EXERCISE DIRECTIONS: What follows is a listing. Return every line of it exactly.

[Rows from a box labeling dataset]
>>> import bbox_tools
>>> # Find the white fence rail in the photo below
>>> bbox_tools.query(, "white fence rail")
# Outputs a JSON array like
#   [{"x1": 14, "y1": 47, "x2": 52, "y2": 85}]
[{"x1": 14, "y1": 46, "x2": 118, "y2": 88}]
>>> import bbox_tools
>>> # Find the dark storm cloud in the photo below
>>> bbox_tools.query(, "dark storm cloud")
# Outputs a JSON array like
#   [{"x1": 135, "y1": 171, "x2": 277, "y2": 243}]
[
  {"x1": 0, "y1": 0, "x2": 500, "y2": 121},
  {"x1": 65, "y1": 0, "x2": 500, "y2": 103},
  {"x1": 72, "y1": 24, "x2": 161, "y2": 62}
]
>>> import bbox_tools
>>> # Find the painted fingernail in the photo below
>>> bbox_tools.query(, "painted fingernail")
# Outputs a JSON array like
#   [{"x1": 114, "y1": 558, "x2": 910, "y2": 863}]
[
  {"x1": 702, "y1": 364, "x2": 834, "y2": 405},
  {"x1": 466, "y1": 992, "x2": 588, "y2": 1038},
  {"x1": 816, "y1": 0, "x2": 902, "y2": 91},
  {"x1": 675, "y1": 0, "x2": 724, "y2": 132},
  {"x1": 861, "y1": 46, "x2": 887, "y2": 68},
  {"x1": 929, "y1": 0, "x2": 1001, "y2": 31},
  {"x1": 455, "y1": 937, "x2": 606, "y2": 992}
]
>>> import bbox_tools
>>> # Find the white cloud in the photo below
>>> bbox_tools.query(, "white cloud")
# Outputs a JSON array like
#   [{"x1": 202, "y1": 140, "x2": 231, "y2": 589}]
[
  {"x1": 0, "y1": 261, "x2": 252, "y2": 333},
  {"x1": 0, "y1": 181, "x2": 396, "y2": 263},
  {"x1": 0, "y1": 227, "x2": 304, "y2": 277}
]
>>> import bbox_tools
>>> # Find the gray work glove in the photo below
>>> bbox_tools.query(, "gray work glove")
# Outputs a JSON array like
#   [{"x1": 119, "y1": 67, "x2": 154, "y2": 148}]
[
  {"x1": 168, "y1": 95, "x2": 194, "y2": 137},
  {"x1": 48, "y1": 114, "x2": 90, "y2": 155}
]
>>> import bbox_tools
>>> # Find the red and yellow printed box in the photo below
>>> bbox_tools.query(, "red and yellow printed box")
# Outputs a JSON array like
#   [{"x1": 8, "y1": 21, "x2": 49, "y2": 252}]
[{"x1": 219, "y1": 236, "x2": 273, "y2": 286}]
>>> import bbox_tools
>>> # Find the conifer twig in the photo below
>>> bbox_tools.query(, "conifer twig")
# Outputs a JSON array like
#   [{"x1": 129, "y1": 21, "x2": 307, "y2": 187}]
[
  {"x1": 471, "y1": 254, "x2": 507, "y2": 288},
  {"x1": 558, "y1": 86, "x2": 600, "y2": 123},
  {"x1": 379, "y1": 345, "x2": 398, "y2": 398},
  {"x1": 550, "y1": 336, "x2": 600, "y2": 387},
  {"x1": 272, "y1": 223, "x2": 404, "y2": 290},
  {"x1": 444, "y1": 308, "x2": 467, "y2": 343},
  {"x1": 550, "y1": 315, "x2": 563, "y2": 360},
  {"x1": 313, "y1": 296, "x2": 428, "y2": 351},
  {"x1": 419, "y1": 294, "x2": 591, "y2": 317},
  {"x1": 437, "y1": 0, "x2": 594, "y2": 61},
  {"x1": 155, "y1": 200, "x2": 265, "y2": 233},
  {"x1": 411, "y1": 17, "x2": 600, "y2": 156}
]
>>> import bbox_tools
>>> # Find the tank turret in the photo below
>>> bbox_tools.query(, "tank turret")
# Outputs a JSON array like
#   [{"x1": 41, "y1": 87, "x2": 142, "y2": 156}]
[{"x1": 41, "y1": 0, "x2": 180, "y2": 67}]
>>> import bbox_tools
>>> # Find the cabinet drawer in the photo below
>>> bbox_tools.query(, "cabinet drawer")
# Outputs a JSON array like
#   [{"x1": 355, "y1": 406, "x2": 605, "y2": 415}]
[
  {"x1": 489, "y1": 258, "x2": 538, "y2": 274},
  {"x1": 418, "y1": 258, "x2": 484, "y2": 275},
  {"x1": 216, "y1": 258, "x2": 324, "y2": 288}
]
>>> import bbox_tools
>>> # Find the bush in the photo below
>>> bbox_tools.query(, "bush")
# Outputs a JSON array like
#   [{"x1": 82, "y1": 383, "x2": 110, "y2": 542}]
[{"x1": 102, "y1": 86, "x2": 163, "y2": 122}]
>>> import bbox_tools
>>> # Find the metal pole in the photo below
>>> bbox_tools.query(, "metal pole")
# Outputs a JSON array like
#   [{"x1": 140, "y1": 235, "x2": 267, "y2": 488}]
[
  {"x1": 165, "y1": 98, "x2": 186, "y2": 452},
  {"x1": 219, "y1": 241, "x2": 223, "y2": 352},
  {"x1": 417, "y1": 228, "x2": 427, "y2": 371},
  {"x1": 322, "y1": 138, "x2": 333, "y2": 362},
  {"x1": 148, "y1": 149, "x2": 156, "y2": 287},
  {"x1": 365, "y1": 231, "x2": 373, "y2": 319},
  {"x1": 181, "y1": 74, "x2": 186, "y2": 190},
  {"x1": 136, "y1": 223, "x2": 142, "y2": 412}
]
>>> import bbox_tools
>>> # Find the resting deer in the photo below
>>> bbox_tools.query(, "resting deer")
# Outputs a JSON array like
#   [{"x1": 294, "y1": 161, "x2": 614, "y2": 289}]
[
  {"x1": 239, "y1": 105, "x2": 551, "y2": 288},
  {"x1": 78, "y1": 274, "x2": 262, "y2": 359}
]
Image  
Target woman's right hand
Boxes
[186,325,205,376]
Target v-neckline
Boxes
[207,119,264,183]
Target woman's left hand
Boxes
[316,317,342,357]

WRITTEN ANSWER:
>>> import bbox_tools
>>> # Find the white fence rail in the photo below
>>> bbox_tools.query(, "white fence rail")
# Outputs a JSON array like
#   [{"x1": 14, "y1": 47, "x2": 52, "y2": 85}]
[{"x1": 14, "y1": 46, "x2": 118, "y2": 88}]
>>> import bbox_tools
>>> # Find the dark storm cloud in the photo below
>>> bbox_tools.query(, "dark storm cloud")
# Outputs a JSON array like
#   [{"x1": 135, "y1": 171, "x2": 277, "y2": 243}]
[
  {"x1": 0, "y1": 0, "x2": 500, "y2": 121},
  {"x1": 65, "y1": 0, "x2": 500, "y2": 103},
  {"x1": 72, "y1": 24, "x2": 161, "y2": 62}
]
>>> import bbox_tools
>>> # Find the painted fingernail in the photo below
>>> bbox_tools.query(, "painted fingernail")
# Outputs a JSON array like
#   [{"x1": 114, "y1": 558, "x2": 910, "y2": 863}]
[
  {"x1": 702, "y1": 364, "x2": 834, "y2": 405},
  {"x1": 466, "y1": 992, "x2": 588, "y2": 1038},
  {"x1": 816, "y1": 0, "x2": 902, "y2": 91},
  {"x1": 675, "y1": 0, "x2": 724, "y2": 132},
  {"x1": 861, "y1": 46, "x2": 887, "y2": 68},
  {"x1": 929, "y1": 0, "x2": 1001, "y2": 31},
  {"x1": 455, "y1": 937, "x2": 606, "y2": 992}
]
>>> import bbox_tools
>>> # Find the white cloud in the photo below
>>> bbox_tools.query(, "white cloud")
# Outputs a JSON array like
#   [{"x1": 202, "y1": 140, "x2": 231, "y2": 589}]
[
  {"x1": 0, "y1": 261, "x2": 252, "y2": 333},
  {"x1": 0, "y1": 181, "x2": 396, "y2": 263},
  {"x1": 0, "y1": 227, "x2": 304, "y2": 277}
]
>>> import bbox_tools
>>> # Find the gray work glove in the photo below
>>> bbox_tools.query(, "gray work glove")
# Outputs a JSON array like
#   [{"x1": 119, "y1": 67, "x2": 154, "y2": 148}]
[
  {"x1": 168, "y1": 95, "x2": 194, "y2": 137},
  {"x1": 48, "y1": 114, "x2": 90, "y2": 155}
]
>>> import bbox_tools
>>> # Find the red and yellow printed box in the photo below
>>> bbox_tools.query(, "red and yellow printed box")
# Outputs a JSON array like
#   [{"x1": 8, "y1": 21, "x2": 49, "y2": 252}]
[{"x1": 219, "y1": 236, "x2": 273, "y2": 286}]
>>> import bbox_tools
>>> # Find the conifer twig in the photo below
>>> bbox_tools.query(, "conifer twig")
# Outputs a JSON array like
#   [{"x1": 129, "y1": 21, "x2": 307, "y2": 187}]
[
  {"x1": 471, "y1": 254, "x2": 507, "y2": 288},
  {"x1": 558, "y1": 86, "x2": 600, "y2": 123},
  {"x1": 379, "y1": 345, "x2": 398, "y2": 398},
  {"x1": 550, "y1": 336, "x2": 600, "y2": 387},
  {"x1": 272, "y1": 223, "x2": 404, "y2": 290},
  {"x1": 444, "y1": 308, "x2": 467, "y2": 343},
  {"x1": 550, "y1": 315, "x2": 563, "y2": 360},
  {"x1": 313, "y1": 296, "x2": 428, "y2": 351},
  {"x1": 419, "y1": 294, "x2": 591, "y2": 317},
  {"x1": 437, "y1": 0, "x2": 594, "y2": 61},
  {"x1": 155, "y1": 200, "x2": 265, "y2": 233},
  {"x1": 411, "y1": 17, "x2": 600, "y2": 156}
]
>>> import bbox_tools
>>> # Find the tank turret in the photo below
>>> bbox_tools.query(, "tank turret")
# Outputs a JSON array like
#   [{"x1": 41, "y1": 87, "x2": 142, "y2": 156}]
[{"x1": 41, "y1": 0, "x2": 180, "y2": 67}]
>>> import bbox_tools
>>> # Find the cabinet drawer in the photo below
>>> bbox_tools.query(, "cabinet drawer")
# Outputs a JSON array like
#   [{"x1": 355, "y1": 406, "x2": 605, "y2": 415}]
[
  {"x1": 489, "y1": 258, "x2": 538, "y2": 274},
  {"x1": 418, "y1": 258, "x2": 484, "y2": 275},
  {"x1": 216, "y1": 258, "x2": 324, "y2": 288}
]
>>> import bbox_tools
>>> # Find the bush in the photo below
>>> bbox_tools.query(, "bush")
# Outputs a JSON array like
#   [{"x1": 82, "y1": 383, "x2": 110, "y2": 542}]
[{"x1": 102, "y1": 86, "x2": 163, "y2": 122}]
>>> import bbox_tools
>>> # Find the metal pole in the photo below
>>> bbox_tools.query(, "metal pole")
# Outputs a JSON array like
#   [{"x1": 140, "y1": 235, "x2": 267, "y2": 488}]
[
  {"x1": 165, "y1": 98, "x2": 186, "y2": 452},
  {"x1": 219, "y1": 241, "x2": 223, "y2": 352},
  {"x1": 417, "y1": 228, "x2": 427, "y2": 371},
  {"x1": 322, "y1": 138, "x2": 333, "y2": 362},
  {"x1": 148, "y1": 149, "x2": 156, "y2": 287},
  {"x1": 365, "y1": 231, "x2": 373, "y2": 319},
  {"x1": 181, "y1": 74, "x2": 186, "y2": 190},
  {"x1": 136, "y1": 223, "x2": 142, "y2": 412}
]
>>> import bbox_tools
>>> # Find the resting deer in the photo below
>>> bbox_tools.query(, "resting deer")
# Outputs a JSON array like
#   [{"x1": 294, "y1": 161, "x2": 614, "y2": 289}]
[
  {"x1": 239, "y1": 105, "x2": 551, "y2": 288},
  {"x1": 78, "y1": 274, "x2": 262, "y2": 359}
]
Image  
Target woman's right hand
Boxes
[186,325,205,376]
Target v-neckline
Boxes
[207,119,264,183]
Target woman's left hand
Boxes
[316,317,342,357]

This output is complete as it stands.